Su argumentación comienza apelando a los ancestros: “somos descendencia de la tribu Pantágoras, que pertenecía a los Caribes. Estos fueron de los que más les dieron duro a los españoles. Nuestro carácter obedece a esa sangre que llevamos dentro”.
De ahí el exfuncionario salta a la violencia contemporánea: “vimos cómo mientras unos hermanos y padres ingresaron a grupos al margen de la ley, otros eran víctimas de esas filas. Eso originó que muchas niñas crecieran sin padre y sin hermanos, y cuando en un hogar hace falta la figura paterna comienza a faltar un equilibrio natural de la familia y a generarse problemas, más cuando esos espacios, en algunos casos, los ocupan terceros”.
Teresa Gómez, la Comisaria de Familia, explica que influyen factores como el económico, pues hay hombres que se embriagan y maltratan a sus esposas afectados por la falta de empleo y por no tener con qué llevar sustento a la casa.
La vulnerabilidad también aumenta ante la incapacidad del Estado para frenar este fenómeno, y ante la poca efectividad de las estrategias. Sobre el primer punto da cuenta la Comisaria de Familia, quien se queja por la falta de, al menos, un profesional en salud mental que apoye sus funciones. En la dependencia trabajan ella, una psicóloga, una trabajadora social, una secretaria y un escribiente, a pesar de que La Dorada es el segundo municipio más poblado de Caldas, con unos 80 mil habitantes.
__________________________________________________
Continúa el texto sobre la violencia familiar en La Dorada a partir de su último párrafo.

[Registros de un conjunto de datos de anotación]
__________________________________________________
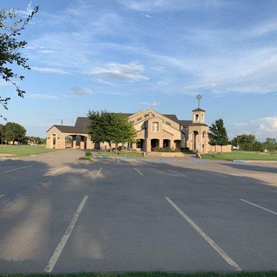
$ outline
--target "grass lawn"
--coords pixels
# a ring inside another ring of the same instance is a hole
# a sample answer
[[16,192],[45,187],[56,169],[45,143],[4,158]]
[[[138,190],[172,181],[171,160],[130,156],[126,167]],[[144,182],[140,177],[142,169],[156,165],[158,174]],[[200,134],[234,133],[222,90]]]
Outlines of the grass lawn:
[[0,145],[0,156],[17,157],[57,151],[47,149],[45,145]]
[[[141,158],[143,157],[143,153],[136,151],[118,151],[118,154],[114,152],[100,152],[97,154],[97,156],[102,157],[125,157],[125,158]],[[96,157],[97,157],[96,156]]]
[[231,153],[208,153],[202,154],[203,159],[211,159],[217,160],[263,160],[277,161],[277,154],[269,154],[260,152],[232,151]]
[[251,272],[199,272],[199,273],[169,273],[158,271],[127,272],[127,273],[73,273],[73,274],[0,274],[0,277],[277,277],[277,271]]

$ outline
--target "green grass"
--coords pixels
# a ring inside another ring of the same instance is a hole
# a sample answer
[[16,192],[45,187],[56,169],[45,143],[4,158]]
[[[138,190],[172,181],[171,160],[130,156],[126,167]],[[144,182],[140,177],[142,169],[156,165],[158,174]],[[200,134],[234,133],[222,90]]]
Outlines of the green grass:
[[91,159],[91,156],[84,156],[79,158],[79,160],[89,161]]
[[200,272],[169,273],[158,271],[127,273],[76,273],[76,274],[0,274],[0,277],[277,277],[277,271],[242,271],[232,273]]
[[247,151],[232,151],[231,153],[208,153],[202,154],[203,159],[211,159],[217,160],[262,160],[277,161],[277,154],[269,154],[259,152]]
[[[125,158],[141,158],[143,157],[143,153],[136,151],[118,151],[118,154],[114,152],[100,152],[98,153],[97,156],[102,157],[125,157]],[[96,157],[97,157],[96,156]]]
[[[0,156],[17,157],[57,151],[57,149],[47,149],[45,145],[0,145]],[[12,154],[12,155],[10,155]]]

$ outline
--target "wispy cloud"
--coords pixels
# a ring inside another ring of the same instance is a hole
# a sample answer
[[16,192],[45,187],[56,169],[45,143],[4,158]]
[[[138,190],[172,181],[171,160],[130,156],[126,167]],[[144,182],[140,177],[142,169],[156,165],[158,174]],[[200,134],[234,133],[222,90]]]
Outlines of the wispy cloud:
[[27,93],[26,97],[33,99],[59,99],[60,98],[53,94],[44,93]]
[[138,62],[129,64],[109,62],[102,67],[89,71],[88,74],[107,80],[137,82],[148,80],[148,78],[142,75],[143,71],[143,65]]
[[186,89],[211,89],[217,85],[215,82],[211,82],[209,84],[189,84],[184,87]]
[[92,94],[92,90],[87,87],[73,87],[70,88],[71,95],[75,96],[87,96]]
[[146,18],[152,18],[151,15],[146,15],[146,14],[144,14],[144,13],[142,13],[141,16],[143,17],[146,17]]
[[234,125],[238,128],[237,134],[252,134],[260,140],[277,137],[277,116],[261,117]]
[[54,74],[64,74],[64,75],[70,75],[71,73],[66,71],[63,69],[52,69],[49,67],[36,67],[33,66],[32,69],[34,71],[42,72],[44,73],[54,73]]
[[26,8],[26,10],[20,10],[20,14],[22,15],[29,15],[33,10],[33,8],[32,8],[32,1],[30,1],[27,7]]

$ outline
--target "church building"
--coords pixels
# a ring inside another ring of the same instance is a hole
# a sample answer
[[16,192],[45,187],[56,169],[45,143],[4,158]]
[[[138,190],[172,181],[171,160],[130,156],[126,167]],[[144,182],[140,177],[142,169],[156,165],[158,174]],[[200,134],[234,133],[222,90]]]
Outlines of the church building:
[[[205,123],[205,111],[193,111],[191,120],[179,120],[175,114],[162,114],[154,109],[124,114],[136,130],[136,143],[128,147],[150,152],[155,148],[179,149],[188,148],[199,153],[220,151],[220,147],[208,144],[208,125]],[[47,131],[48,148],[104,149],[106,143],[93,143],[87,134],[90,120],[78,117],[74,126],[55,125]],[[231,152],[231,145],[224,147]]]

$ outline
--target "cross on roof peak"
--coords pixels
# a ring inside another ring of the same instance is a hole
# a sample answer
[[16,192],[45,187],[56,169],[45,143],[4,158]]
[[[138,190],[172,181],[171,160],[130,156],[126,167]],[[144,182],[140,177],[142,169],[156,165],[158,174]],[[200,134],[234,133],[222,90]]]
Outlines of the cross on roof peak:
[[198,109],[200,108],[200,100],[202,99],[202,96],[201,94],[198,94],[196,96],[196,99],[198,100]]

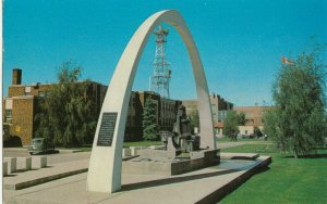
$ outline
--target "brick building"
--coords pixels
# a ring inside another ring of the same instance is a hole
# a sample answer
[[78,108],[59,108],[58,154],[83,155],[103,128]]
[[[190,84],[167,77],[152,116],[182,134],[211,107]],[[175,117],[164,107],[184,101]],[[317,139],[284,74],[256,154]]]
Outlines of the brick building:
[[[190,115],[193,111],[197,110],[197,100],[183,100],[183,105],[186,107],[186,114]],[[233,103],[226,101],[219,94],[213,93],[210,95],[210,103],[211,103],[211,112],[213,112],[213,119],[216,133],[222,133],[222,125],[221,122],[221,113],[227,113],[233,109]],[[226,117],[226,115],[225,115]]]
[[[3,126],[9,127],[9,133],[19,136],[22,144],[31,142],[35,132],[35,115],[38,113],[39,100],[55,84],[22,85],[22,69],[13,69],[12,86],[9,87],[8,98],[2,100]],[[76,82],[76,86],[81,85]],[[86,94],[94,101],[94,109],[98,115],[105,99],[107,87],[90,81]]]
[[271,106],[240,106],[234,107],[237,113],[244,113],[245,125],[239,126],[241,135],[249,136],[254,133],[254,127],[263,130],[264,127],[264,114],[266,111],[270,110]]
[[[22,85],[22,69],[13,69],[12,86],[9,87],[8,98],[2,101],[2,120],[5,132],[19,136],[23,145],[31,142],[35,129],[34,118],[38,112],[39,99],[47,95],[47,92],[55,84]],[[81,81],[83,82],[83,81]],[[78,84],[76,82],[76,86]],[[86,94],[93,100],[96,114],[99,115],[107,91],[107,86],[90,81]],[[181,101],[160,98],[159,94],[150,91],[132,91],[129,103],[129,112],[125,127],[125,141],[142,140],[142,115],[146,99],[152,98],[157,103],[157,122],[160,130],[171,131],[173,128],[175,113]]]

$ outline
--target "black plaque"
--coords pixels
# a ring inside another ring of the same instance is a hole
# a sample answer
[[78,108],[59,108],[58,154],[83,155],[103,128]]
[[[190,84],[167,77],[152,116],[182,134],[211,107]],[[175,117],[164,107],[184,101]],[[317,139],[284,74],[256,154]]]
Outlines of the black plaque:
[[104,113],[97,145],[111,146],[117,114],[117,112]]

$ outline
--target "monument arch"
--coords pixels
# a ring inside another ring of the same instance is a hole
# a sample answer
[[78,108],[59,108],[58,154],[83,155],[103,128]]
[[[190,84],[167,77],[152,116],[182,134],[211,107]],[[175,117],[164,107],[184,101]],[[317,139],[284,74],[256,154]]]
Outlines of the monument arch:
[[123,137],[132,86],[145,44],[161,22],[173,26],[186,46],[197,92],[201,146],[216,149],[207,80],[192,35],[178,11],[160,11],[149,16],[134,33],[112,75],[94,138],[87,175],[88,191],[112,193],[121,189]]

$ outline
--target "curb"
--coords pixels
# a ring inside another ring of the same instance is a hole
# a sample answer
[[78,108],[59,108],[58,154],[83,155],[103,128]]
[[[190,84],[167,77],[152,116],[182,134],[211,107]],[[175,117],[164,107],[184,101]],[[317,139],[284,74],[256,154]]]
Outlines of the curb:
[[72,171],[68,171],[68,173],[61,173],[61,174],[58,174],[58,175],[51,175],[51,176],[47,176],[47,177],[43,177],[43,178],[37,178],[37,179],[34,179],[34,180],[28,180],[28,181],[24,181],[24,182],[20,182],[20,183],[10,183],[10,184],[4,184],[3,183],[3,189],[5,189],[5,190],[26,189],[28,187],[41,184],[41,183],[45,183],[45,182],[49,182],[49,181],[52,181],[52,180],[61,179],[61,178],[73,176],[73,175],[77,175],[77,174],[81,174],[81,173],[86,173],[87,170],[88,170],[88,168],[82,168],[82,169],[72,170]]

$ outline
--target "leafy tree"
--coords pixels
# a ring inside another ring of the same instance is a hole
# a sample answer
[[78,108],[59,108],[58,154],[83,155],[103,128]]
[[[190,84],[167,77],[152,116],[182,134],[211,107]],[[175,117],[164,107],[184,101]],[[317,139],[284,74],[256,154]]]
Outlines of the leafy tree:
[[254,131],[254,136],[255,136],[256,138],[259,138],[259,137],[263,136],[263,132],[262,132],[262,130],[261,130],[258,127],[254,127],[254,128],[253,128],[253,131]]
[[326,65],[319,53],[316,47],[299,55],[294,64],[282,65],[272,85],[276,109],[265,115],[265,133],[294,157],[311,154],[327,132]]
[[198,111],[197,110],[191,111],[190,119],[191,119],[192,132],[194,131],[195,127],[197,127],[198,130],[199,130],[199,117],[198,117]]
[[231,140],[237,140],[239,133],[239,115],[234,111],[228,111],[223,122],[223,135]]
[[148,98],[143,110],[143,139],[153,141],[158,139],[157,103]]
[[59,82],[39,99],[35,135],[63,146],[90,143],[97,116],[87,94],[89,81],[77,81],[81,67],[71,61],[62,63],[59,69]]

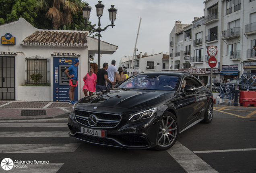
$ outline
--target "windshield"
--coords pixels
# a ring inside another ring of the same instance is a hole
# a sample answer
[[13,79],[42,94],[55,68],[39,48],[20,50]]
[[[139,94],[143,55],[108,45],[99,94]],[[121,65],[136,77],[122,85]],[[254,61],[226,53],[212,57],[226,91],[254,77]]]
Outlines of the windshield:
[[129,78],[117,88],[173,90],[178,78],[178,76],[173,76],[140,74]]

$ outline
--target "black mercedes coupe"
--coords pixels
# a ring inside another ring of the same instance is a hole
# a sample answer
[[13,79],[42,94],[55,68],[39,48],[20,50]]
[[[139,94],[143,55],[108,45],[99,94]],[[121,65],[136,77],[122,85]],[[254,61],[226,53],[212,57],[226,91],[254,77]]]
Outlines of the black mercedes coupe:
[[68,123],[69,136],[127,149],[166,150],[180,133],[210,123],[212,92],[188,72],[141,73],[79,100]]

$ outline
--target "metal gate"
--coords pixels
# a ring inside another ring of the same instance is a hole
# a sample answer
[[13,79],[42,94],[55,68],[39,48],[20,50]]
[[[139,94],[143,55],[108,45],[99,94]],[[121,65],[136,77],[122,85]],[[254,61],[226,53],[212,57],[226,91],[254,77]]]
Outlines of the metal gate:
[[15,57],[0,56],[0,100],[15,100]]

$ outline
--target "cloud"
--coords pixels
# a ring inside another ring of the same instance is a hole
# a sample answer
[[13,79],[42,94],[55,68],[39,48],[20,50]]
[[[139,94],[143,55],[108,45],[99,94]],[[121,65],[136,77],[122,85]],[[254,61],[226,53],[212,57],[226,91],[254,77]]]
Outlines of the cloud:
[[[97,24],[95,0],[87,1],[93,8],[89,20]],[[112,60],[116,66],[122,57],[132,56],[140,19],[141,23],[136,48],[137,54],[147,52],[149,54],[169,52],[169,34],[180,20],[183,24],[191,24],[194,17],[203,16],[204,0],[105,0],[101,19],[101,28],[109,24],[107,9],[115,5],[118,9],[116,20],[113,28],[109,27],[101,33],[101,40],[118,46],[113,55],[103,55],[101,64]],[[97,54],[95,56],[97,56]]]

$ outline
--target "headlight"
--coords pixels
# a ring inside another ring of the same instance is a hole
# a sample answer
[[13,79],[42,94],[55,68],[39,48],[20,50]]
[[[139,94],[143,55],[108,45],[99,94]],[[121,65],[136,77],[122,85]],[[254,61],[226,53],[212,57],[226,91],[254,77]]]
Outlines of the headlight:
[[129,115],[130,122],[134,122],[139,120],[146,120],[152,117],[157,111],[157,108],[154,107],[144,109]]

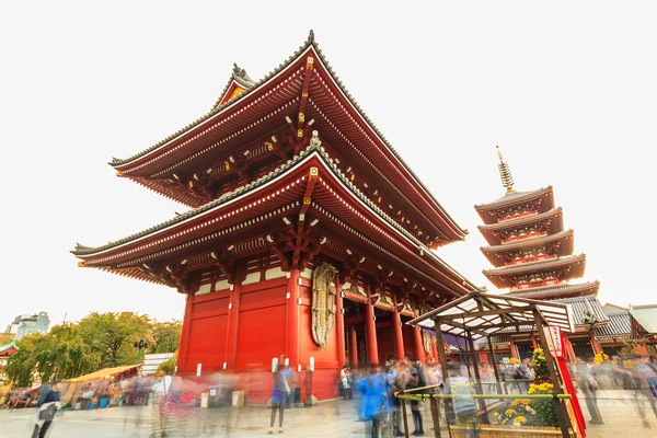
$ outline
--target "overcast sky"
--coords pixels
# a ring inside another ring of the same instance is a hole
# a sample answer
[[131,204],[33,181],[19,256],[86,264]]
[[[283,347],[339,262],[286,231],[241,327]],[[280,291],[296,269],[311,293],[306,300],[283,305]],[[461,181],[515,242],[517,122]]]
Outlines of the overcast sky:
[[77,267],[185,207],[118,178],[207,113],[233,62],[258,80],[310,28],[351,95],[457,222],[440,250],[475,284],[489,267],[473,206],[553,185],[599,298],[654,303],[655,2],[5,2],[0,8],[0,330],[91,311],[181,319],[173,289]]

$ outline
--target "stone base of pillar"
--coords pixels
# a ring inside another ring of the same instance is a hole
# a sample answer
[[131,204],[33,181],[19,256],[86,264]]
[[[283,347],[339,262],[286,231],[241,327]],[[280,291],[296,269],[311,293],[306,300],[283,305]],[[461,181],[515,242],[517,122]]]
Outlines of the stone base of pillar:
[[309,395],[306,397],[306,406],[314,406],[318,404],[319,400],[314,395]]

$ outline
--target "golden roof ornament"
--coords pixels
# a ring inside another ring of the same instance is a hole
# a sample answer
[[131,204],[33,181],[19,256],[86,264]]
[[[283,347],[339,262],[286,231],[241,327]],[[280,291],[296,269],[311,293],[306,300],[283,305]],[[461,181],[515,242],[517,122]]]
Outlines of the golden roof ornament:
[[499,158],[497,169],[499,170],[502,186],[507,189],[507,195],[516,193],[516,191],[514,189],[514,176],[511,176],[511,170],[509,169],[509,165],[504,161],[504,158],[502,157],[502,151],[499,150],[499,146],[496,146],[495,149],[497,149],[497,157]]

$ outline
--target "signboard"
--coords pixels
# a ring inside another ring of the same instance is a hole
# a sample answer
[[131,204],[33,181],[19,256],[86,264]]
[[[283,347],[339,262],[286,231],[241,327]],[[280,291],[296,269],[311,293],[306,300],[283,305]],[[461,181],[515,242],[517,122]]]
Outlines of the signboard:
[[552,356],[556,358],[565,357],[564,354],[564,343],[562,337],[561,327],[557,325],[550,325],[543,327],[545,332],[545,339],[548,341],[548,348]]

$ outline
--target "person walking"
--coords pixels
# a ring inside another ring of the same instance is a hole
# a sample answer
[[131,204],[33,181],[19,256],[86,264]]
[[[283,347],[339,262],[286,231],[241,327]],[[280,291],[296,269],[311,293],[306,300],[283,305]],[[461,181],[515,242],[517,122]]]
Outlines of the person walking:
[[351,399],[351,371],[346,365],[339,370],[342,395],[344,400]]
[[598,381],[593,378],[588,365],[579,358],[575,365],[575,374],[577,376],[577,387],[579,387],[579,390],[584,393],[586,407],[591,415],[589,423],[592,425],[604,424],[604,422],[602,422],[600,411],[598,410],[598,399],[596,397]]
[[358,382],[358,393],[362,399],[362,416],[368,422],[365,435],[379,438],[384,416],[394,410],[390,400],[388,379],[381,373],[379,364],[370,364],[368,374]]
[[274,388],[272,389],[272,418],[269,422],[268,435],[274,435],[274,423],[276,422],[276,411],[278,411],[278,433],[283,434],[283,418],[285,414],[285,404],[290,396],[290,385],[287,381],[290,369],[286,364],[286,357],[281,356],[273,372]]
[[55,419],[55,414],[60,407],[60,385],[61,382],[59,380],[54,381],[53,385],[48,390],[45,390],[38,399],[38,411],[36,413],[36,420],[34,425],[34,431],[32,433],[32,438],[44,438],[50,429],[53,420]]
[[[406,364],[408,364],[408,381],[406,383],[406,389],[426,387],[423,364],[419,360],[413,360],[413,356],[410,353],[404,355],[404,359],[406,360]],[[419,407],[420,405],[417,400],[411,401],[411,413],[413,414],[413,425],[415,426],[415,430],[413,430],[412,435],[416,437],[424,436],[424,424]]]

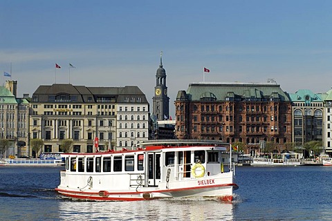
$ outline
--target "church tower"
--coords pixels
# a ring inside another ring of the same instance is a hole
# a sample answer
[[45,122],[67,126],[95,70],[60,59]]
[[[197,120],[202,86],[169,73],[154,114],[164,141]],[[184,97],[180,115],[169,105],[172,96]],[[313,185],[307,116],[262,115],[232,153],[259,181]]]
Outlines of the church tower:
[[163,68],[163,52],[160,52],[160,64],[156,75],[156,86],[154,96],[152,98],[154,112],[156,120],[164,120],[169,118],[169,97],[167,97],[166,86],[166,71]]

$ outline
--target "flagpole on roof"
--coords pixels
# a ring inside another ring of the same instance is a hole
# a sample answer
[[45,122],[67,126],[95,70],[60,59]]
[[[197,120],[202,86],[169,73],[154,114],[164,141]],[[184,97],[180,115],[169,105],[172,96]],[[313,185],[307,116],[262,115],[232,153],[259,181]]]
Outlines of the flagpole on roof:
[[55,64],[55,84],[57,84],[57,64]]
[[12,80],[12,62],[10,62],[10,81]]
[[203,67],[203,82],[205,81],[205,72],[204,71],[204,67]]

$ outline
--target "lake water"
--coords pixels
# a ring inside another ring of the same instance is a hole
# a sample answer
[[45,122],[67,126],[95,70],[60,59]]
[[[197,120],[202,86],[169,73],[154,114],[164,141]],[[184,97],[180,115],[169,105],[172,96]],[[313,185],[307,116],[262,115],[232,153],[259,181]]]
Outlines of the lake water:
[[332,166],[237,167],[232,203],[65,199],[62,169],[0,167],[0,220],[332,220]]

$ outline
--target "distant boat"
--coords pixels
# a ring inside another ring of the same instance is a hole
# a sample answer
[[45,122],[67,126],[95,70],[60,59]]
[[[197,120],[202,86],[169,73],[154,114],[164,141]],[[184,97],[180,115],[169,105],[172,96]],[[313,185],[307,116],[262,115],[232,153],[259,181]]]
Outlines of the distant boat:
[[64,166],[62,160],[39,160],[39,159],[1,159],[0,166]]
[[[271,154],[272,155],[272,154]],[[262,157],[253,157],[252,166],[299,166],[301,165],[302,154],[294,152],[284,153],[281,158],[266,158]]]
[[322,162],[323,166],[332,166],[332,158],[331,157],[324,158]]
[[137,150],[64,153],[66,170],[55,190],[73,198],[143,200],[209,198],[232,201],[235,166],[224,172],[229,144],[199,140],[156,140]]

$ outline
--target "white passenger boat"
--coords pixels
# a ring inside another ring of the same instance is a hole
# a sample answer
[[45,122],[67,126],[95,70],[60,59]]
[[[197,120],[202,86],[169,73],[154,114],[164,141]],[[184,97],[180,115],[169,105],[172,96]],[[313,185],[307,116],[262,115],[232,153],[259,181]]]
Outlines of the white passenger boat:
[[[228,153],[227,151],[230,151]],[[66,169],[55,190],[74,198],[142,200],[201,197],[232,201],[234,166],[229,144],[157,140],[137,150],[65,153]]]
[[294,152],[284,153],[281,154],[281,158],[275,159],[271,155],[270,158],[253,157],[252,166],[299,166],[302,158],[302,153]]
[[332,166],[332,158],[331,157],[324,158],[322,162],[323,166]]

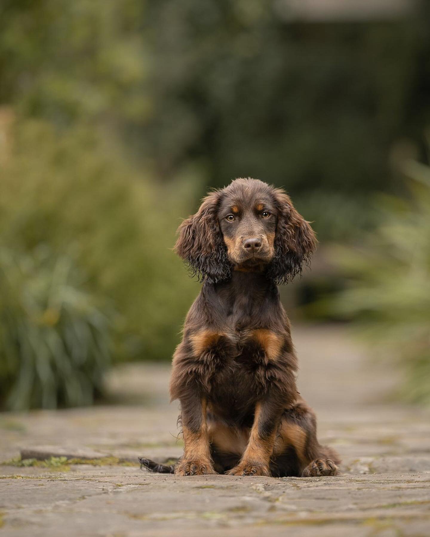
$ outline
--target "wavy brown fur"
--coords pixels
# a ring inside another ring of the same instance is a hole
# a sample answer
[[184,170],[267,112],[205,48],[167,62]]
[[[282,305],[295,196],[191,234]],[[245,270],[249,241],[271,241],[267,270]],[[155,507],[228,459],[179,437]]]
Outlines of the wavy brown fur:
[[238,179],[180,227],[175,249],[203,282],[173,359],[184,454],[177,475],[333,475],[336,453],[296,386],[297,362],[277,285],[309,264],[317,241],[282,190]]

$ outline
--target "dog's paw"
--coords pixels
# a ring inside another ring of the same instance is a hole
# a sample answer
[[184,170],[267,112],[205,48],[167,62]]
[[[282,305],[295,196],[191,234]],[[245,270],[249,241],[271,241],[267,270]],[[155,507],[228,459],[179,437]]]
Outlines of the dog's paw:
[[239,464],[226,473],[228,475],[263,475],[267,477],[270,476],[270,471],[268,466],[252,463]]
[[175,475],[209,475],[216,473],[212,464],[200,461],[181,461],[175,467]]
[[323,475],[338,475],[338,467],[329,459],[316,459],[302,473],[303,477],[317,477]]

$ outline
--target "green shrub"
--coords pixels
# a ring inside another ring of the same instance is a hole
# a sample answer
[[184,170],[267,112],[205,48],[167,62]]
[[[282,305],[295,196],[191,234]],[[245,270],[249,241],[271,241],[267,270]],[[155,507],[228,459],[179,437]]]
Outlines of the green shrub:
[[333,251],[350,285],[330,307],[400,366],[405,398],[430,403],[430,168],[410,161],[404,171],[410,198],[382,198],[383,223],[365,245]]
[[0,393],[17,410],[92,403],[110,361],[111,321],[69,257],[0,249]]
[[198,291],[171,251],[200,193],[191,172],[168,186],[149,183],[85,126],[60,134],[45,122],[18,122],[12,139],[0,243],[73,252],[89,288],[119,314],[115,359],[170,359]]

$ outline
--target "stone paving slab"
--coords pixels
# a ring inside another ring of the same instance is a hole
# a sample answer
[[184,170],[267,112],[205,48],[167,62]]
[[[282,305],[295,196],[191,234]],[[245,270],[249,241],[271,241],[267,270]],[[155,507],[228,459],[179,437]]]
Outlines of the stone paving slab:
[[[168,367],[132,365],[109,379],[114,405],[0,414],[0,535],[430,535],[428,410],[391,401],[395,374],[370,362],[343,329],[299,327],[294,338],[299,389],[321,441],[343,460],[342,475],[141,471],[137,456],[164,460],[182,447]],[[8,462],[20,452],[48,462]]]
__________________________________________________
Resultado esperado
El expersonero, para ilustrar la inocuidad de las estrategias, indica que, aunque es posible que se cumplan, por ejemplo, los objetivos de equidad de género incluidos en los planes de desarrollo, los resultados no se palpan en la calle. Este año han llegado a su despacho unas tres mil personas a reclamar por la violación de, al menos, un derecho; y la mayoría, insiste, han sido mujeres.
Ante esta realidad, las directoras de la Casa se han planteado varias premisas: pretenden ser un puente, una especie de bisagra entre las mujeres que buscan ayuda y las instituciones que están obligadas a brindarla. “No atenderemos los casos”, aclara Diana. “Orientaremos y haremos seguimiento. Uno se sentaría a pensar que esto le correspondería a zutanito o peranito, pero seguiría pasando lo mismo. Entonces, si no iniciamos nosotros, ¿quién?”
Por eso Nayibe y Diana viajaron recientemente a Bogotá para conocer experiencias de las casas de la mujer que ha implementado la Alcaldía de esa ciudad, y regresaron con ideas más sólidas. Edith anda la calle con una carpeta llena de documentos en los que estudia la Ley 1257 del 2008, que reglamenta la no violencia contra la mujer. A Ruth, aunque le parece complicado que “todo el mundo quiera contar sus problemas”, no ve imposible sacar adelante el proyecto.
A sus compañeros, eso sí, ya los tienen a raya. Los persuadieron con su nuevo discurso, como cuenta Éver, el esposo de Edith, a modo de chiste: “es que a uno ya lo amenazan con la 1257”. Nayibe, directa, fuerte, hace entender que “cuando la mujer comienza a salir, a viajar, a ir a reuniones, el hombre comienza a quejarse de que uno esté a toda hora en la calle, pero hay que decirle: ‘vea, es que esta es la causa’”.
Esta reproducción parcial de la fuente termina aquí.